:: Listed entries ::
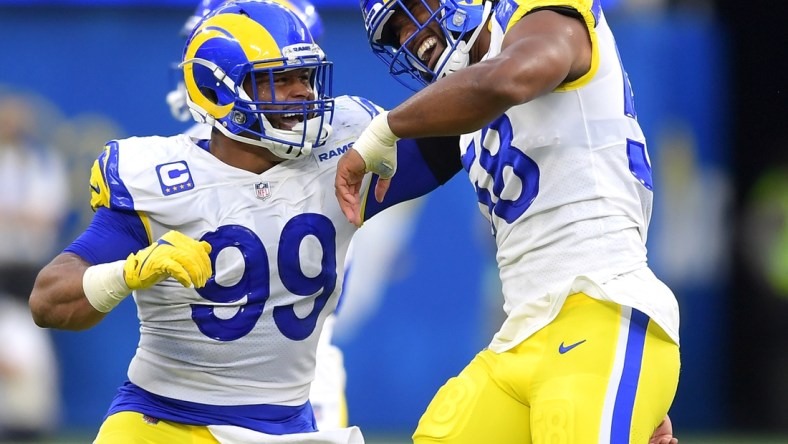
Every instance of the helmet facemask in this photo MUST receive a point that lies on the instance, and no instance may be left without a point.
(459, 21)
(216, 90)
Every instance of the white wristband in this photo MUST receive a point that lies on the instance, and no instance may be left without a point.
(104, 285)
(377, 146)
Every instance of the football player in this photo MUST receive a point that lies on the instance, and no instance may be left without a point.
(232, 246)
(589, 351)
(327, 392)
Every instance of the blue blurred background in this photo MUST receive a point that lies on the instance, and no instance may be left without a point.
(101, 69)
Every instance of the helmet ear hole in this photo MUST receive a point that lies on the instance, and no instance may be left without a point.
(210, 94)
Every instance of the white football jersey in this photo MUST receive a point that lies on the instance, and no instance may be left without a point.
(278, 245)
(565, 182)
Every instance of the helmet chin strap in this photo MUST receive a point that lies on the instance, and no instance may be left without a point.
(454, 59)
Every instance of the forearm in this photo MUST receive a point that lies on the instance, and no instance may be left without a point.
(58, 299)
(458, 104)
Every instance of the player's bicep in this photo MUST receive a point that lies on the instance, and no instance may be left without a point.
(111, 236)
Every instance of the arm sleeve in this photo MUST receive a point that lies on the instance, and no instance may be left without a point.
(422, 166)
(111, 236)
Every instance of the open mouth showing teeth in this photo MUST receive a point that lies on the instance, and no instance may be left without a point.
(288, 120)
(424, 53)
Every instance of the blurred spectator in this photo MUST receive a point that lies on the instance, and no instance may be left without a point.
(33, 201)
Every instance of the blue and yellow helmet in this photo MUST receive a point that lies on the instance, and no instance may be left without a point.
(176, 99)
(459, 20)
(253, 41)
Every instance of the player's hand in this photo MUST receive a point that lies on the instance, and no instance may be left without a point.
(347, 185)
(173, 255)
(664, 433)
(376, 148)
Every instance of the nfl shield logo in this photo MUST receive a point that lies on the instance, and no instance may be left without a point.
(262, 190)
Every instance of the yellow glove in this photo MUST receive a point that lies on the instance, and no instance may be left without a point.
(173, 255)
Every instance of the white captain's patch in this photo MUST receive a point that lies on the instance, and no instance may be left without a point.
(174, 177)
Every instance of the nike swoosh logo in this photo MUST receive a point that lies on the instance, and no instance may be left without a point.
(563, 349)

* * *

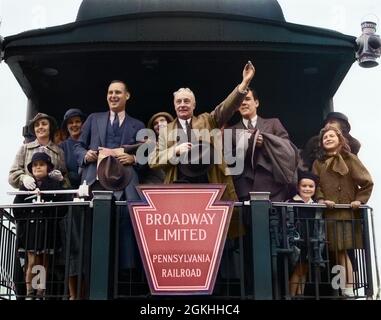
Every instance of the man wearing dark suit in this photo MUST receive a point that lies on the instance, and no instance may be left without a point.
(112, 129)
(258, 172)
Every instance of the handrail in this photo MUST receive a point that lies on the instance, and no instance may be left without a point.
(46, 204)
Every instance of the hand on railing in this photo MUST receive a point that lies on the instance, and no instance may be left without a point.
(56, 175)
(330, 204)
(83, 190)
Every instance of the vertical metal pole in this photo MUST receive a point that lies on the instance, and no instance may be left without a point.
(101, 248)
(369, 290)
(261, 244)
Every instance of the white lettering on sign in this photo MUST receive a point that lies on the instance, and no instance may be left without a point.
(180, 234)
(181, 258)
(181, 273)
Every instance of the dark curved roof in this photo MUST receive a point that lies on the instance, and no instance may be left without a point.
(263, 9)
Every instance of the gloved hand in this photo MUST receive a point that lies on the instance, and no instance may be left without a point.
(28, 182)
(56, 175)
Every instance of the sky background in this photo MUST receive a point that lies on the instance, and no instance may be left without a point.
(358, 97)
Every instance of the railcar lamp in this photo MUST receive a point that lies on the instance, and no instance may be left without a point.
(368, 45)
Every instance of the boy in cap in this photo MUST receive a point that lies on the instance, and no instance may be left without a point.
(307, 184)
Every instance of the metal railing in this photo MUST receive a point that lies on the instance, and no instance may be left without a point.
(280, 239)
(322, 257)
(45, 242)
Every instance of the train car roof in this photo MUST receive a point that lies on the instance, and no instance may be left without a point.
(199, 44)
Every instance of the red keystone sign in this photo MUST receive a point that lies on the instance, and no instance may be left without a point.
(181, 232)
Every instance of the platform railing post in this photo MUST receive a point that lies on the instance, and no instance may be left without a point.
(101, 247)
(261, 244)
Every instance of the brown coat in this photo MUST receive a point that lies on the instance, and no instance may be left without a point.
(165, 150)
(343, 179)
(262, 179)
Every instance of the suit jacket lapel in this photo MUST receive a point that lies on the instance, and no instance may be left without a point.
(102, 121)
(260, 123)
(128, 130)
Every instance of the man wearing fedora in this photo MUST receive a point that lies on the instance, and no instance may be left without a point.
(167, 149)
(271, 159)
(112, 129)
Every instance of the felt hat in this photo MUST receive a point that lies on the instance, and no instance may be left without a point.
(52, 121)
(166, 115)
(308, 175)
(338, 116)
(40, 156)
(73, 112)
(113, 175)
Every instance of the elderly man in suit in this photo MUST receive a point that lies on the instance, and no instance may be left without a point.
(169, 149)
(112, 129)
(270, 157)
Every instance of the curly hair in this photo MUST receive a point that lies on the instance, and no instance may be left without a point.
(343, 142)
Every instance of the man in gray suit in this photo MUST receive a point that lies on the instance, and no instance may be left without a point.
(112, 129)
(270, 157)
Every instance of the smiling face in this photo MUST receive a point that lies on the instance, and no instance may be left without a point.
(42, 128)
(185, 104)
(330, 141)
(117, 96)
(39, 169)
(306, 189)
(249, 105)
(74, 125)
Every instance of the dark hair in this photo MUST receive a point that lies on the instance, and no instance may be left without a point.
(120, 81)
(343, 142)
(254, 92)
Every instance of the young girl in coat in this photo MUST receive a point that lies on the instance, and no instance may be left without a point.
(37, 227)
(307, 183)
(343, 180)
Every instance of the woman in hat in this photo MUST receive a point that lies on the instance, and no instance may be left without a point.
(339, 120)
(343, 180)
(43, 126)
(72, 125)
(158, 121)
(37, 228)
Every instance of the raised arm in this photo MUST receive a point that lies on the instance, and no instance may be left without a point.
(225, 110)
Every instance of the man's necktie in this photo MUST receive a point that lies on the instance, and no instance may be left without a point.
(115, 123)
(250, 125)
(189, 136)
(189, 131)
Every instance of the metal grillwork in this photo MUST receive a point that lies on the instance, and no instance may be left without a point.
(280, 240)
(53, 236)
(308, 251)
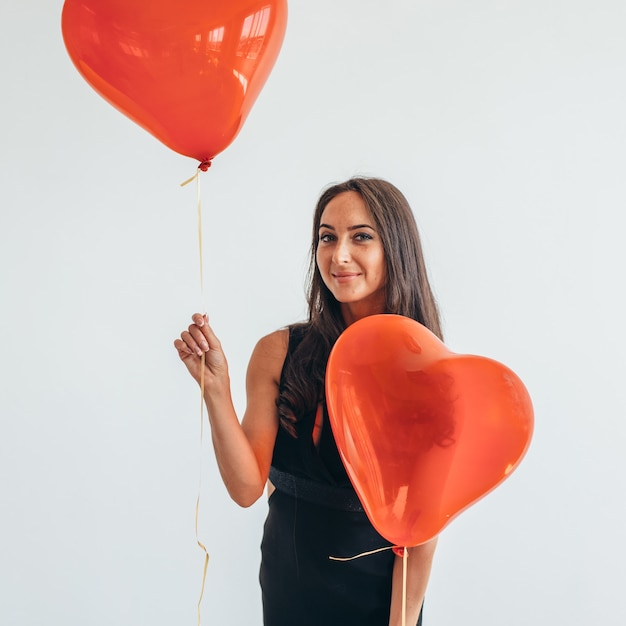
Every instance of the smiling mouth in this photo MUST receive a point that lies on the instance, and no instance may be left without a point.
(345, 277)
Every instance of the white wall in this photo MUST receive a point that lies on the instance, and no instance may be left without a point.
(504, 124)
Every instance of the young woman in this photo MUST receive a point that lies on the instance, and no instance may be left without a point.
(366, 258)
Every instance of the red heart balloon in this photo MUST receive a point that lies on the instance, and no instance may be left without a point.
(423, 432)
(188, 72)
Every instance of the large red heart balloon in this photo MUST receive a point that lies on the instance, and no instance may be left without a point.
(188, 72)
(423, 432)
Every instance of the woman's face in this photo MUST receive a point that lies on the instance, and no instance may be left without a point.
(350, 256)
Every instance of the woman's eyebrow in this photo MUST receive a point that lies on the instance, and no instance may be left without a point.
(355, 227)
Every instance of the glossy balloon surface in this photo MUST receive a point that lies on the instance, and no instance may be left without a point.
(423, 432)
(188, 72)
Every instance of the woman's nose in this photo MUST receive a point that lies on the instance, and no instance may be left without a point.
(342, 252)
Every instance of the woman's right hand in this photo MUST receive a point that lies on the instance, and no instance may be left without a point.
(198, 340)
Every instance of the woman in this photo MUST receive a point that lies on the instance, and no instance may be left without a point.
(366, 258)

==

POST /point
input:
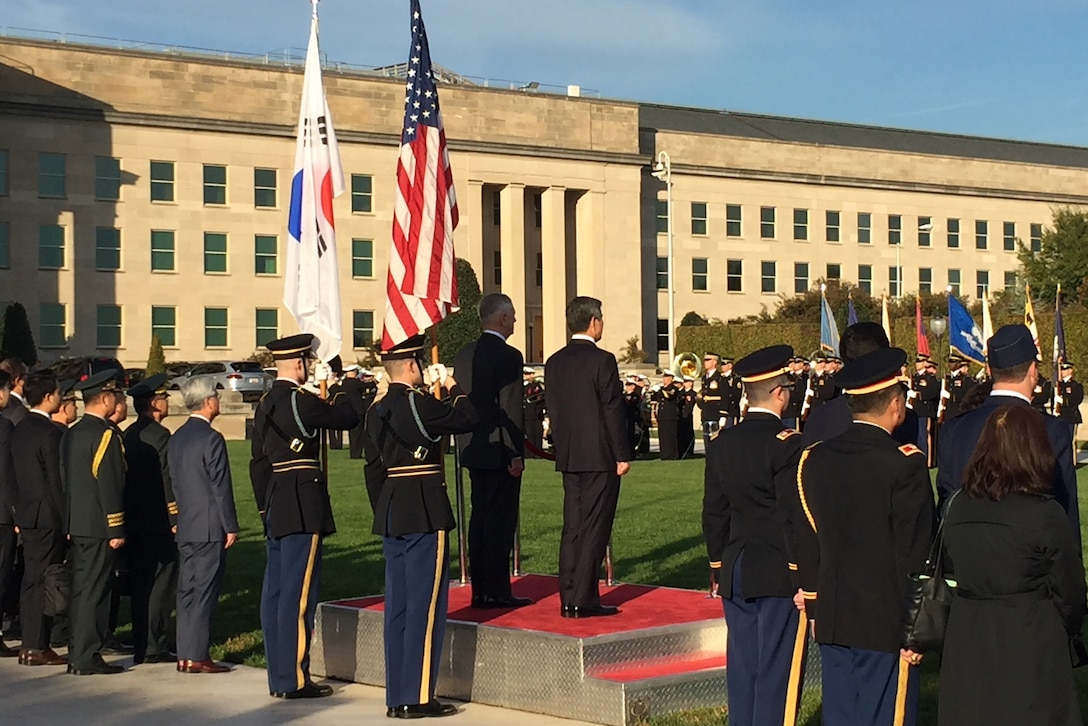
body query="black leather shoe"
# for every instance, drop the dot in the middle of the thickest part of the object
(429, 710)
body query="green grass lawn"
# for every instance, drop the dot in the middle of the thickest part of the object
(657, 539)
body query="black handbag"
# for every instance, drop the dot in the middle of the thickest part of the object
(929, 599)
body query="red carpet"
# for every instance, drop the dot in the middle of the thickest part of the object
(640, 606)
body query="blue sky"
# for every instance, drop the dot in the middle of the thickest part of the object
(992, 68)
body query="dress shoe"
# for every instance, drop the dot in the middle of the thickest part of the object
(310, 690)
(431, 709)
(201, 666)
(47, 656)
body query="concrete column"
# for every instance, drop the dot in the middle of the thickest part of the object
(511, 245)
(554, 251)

:: Task directions ::
Go through the items above and copy out each line that contains the string "query".

:: Exercise solution ::
body query="black leather shoe"
body query="green grass lawn"
body query="black handbag"
body query="red carpet"
body query="blue sky"
body query="dress shoe"
body query="concrete column"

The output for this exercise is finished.